Love Your Neighbor as Yourself: Vote

This morning I read an article, Why I Refuse To Register To Vote and various comments about it. I have many different reactions to this, which I’m trying to put into the Guidelines for Mutuality (developed by VISIONS, Inc) that is frequently used in the Episcopal Church in Connecticut.

The teaser for the article says, “I refuse to register because direct action is the only way to make our city better.” To me, this sounds very much like either/or thinking. The guidelines urge us to practice “Practice ‘both/and’ thinking”. Voting is a direct action. It does not preclude other forms of direct action. In fact, it can lead to and facilitate other forms of direct action.

Many of the responses include things like, “This author is white, right?... Total privilege here in this article….” As an older straight white cis guy who feels called by God to vote, these comments capture a big part of my reaction as well. However, going back to the Guidelines for Mutuality, we find “It's okay to disagree. It is not okay to blame, shame, or attack, self or others.” Some of the comments, while raising important points, feels a little too much like an attack on the author for my comfort. I disagree with the author, but I hope we can all learn from him and from one another.

Towards the end of the article, the author asserts, “To vote is to do nothing.” This is a place where I fundamentally disagree. I currently work in health care. Every day, I run into people whose lives have been significantly impacted by voting, people who would not have had the access to health care that they have if it weren’t for people who voted in officials that expanded access to health care and community services.

Before you say voting does nothing, spend some time with those for whom every day is a difficult struggle. Spend time with a young black Muslim woman who suffered from domestic violence, lost her son to brain cancer, and has faced many other difficult struggles, supported by her neighbors, including those neighbors who helped elect people who would pass laws to protect her. Spend time with old black men who had been injured in their workplaces and are now fighting chronic pain and mental health issues as the live on the streets whose lives would be even worse if it weren’t for parts of the safety net. Yes, if you’re a young white man living in Brooklyn who knows where your next meal is coming from and where you are sleeping tonight, if you’ve never been pulled over or harassed because of your race, ethnicity, gender, or sexual orientation, maybe voting doesn’t have a big effect on your life, but it does have a big effect on the lives of your neighbors, and we, as Christians are called to love our neighbors.

The author quotes Thoreau, “A wise man will not leave the right to the mercy of chance, nor wish it to prevail through the power of the majority.” Yet not voting is part of leaving the right to the mercy of chance and allowing what is not right to prevail through the power of the majority.

The author also talks about the idea of being “an ambassador from another country as we read in Jeremiah 29“. Yes, we are called to be in the world but not of the world. We are admonished not to be conformed to the world but to be transformed by the renewing of our minds.

Most importantly, we are called to love God with all our hearts and to love our neighbors as ourselves. What is the best way to love our neighbors? We need to listen to our neighbors, talk with them, help make sure their needs are met, advocate for them. To me, this means voting, and doing much more.

◆ EXERCISE OBJECTIVE: Reproduce, word for word, the part of the voting essay between "Most importantly, we" and "doing much more.", inclusive.

◆ SOURCE INFORMATION:
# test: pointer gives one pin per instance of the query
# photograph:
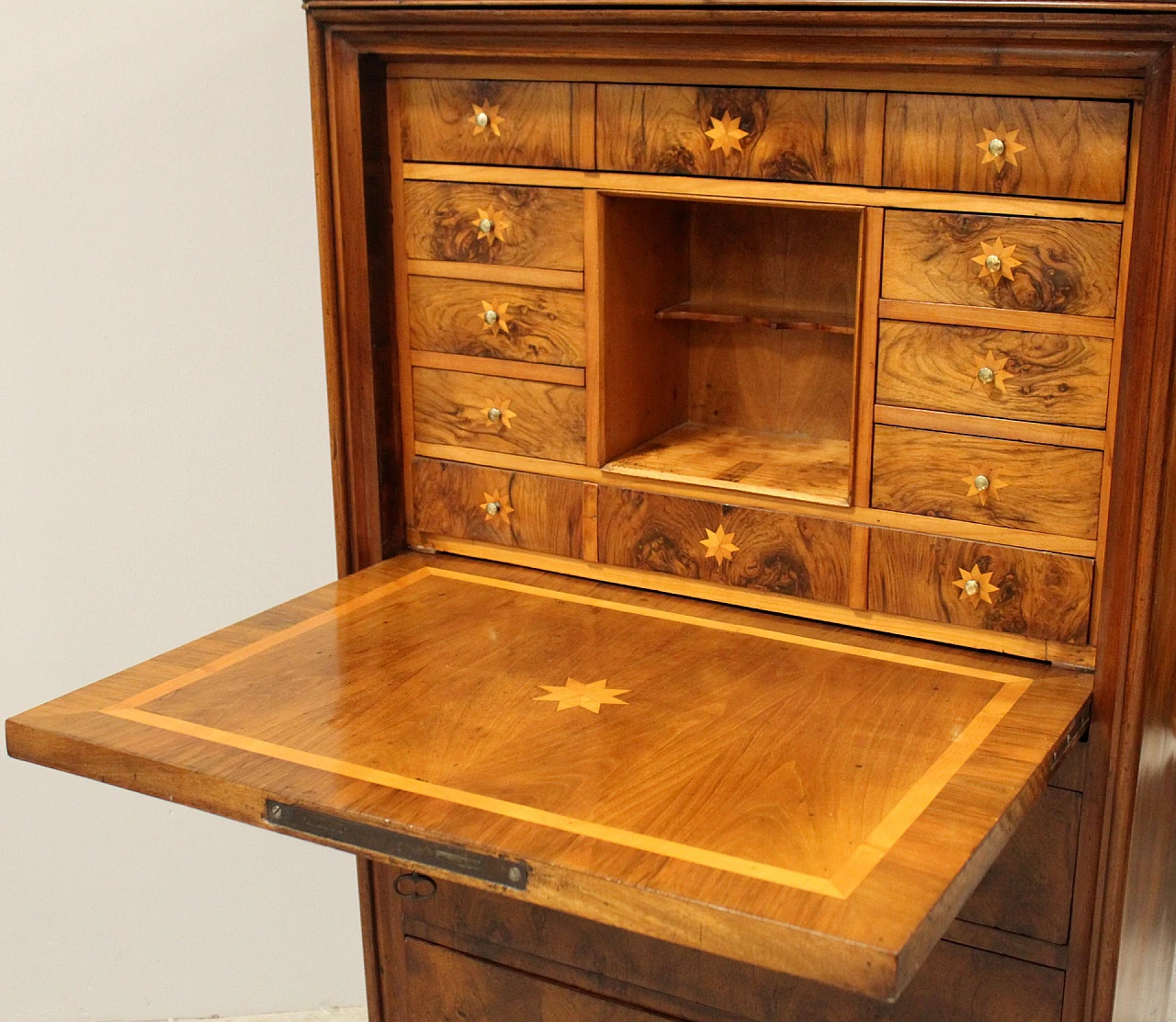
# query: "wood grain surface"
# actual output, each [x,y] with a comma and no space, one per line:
[790,135]
[1040,596]
[1073,148]
[537,513]
[538,227]
[1032,486]
[1044,378]
[1065,266]
[404,697]
[536,324]
[528,122]
[546,420]
[777,553]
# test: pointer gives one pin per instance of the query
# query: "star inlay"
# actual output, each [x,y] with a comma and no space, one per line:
[1008,154]
[978,584]
[491,119]
[726,133]
[720,543]
[575,693]
[503,508]
[1003,253]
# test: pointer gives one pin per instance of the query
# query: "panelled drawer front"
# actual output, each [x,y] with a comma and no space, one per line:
[491,505]
[757,550]
[492,413]
[1029,888]
[1009,262]
[1008,374]
[1001,588]
[1007,146]
[458,121]
[495,223]
[977,479]
[776,134]
[498,321]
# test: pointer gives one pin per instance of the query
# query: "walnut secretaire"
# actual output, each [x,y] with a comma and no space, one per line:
[754,496]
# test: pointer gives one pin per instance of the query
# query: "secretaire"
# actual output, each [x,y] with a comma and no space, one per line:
[752,432]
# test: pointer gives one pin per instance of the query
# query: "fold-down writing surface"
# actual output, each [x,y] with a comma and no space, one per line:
[786,794]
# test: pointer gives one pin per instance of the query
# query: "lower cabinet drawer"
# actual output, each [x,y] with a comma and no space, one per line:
[695,539]
[981,585]
[495,413]
[494,505]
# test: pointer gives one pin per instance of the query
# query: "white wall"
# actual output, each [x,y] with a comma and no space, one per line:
[164,471]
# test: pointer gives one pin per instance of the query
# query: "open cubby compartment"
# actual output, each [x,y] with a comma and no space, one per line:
[728,344]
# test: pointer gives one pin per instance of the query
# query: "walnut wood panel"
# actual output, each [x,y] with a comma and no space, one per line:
[413,697]
[513,508]
[1028,890]
[779,553]
[537,420]
[1040,596]
[1049,266]
[540,227]
[487,121]
[1065,148]
[530,324]
[1029,486]
[444,985]
[1035,378]
[779,134]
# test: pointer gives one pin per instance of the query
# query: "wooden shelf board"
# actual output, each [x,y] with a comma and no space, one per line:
[727,458]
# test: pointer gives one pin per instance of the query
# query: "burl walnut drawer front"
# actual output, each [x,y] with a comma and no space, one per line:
[494,505]
[1007,146]
[981,585]
[777,134]
[495,320]
[757,550]
[1008,262]
[494,413]
[1007,374]
[458,121]
[978,479]
[495,223]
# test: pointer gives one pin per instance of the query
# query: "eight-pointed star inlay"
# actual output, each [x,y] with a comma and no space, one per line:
[575,693]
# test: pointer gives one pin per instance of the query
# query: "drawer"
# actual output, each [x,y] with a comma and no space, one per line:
[998,483]
[492,413]
[1049,266]
[776,134]
[1007,146]
[1016,592]
[695,539]
[1029,888]
[511,508]
[496,320]
[485,121]
[1008,374]
[495,223]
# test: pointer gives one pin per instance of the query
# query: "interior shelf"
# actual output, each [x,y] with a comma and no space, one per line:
[760,316]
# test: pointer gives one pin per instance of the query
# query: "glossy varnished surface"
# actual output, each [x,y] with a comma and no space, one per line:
[710,806]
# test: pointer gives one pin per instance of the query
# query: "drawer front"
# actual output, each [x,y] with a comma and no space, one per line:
[491,505]
[1007,146]
[496,320]
[756,550]
[1009,262]
[460,121]
[1008,374]
[1016,592]
[776,134]
[495,223]
[998,483]
[1029,888]
[492,413]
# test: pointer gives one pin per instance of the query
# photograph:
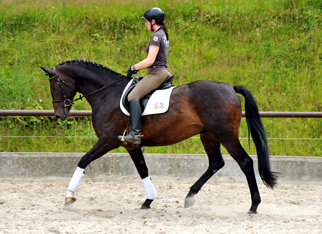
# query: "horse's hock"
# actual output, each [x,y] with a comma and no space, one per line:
[33,165]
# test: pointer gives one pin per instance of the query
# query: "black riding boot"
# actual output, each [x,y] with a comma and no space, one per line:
[134,136]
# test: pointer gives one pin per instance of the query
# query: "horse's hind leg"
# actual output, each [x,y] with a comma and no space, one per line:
[246,164]
[216,161]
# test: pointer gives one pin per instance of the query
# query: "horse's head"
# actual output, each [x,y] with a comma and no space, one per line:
[63,90]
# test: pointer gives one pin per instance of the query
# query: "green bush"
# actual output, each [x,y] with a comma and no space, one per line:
[271,47]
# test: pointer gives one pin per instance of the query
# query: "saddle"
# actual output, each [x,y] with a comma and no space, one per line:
[155,102]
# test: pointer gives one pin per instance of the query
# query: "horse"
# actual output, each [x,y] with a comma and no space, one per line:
[211,109]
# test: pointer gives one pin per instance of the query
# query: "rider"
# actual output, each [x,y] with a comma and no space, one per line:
[157,70]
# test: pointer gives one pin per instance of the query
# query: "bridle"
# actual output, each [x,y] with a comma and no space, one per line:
[67,102]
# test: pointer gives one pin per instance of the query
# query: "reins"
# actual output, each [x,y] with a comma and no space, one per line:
[67,102]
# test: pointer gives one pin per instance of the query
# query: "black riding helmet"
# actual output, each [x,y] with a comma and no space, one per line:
[154,13]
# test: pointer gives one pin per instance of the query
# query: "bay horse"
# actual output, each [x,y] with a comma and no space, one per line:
[211,109]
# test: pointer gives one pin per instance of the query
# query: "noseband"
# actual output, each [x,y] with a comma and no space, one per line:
[67,102]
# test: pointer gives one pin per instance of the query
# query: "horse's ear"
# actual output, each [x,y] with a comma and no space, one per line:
[48,71]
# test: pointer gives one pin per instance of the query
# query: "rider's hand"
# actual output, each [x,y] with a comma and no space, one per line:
[130,72]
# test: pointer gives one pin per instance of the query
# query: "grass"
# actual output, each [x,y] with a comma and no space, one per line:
[271,47]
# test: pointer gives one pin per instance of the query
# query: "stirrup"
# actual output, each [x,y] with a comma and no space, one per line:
[122,138]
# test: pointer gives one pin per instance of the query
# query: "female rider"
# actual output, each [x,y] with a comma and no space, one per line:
[157,70]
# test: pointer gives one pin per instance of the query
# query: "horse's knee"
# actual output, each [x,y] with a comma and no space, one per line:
[247,164]
[216,165]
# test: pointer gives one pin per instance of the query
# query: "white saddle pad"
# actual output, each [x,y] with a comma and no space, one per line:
[157,104]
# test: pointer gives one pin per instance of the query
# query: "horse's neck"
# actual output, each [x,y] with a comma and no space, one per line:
[89,84]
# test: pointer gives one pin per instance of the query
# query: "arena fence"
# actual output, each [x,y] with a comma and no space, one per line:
[89,113]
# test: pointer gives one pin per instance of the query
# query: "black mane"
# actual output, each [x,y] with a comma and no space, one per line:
[92,64]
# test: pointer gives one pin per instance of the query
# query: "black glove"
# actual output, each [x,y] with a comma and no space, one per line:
[130,72]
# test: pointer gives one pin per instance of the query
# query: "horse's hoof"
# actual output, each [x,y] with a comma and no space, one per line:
[69,201]
[146,204]
[252,212]
[189,201]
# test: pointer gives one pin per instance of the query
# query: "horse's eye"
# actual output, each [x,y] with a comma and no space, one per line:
[53,88]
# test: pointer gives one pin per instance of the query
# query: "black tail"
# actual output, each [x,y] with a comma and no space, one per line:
[258,133]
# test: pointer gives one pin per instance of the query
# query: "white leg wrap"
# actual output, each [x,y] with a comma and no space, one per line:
[149,188]
[75,181]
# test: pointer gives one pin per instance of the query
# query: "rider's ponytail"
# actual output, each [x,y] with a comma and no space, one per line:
[165,30]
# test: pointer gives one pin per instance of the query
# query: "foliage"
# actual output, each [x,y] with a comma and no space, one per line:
[271,47]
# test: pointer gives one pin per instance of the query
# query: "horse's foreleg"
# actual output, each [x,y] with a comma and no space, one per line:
[216,161]
[139,162]
[98,150]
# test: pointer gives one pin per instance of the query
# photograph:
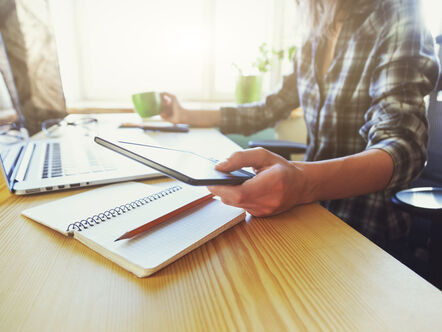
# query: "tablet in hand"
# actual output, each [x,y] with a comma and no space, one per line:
[186,166]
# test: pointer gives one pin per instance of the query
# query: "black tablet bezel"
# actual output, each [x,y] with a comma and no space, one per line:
[234,180]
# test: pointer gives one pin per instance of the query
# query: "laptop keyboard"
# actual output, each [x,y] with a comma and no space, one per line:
[72,160]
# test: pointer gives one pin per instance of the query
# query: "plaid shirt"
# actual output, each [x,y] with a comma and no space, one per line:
[371,97]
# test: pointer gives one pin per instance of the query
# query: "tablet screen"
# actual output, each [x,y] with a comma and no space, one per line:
[185,166]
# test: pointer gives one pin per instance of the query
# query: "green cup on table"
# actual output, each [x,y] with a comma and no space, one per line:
[147,104]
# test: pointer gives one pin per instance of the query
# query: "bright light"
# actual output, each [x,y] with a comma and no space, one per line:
[431,12]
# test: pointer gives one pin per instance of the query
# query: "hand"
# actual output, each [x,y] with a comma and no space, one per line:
[171,110]
[278,185]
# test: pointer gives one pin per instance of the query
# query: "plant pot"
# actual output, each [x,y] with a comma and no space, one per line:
[248,88]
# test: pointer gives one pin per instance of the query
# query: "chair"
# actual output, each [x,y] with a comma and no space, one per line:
[286,148]
[424,201]
[427,226]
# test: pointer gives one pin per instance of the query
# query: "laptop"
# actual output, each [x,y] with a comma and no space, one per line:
[32,166]
[49,164]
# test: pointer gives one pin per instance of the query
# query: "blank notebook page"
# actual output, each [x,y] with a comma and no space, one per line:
[163,242]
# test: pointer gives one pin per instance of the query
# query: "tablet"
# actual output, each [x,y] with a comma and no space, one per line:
[186,166]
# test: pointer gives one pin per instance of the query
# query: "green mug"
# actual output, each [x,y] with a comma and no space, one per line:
[147,104]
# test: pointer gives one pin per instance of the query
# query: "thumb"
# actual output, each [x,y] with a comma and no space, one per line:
[256,158]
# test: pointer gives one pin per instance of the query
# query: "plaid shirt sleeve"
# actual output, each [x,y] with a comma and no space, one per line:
[249,118]
[404,73]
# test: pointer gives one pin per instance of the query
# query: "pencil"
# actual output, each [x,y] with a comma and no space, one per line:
[163,218]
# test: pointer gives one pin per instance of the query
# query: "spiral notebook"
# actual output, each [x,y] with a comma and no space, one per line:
[97,217]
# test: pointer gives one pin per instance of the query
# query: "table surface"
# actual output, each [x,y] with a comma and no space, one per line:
[301,270]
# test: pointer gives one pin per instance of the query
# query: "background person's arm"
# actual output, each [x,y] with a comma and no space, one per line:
[172,111]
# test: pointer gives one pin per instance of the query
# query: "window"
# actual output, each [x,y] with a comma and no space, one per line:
[109,49]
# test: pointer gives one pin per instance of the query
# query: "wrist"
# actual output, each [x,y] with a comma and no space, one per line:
[309,182]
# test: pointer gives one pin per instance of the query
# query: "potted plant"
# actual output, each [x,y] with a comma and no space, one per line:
[249,85]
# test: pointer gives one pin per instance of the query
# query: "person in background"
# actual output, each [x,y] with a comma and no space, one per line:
[360,78]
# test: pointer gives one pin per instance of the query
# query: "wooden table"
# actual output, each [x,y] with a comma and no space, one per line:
[301,270]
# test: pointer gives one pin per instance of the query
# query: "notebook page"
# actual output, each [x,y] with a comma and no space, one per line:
[166,242]
[117,226]
[60,213]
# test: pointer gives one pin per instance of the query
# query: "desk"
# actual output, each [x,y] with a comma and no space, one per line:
[301,270]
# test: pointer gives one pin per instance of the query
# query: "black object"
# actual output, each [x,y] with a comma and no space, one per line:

◆ RESPONSE BOX:
Most importantly, we are called to love God with all our hearts and to love our neighbors as ourselves. What is the best way to love our neighbors? We need to listen to our neighbors, talk with them, help make sure their needs are met, advocate for them. To me, this means voting, and doing much more.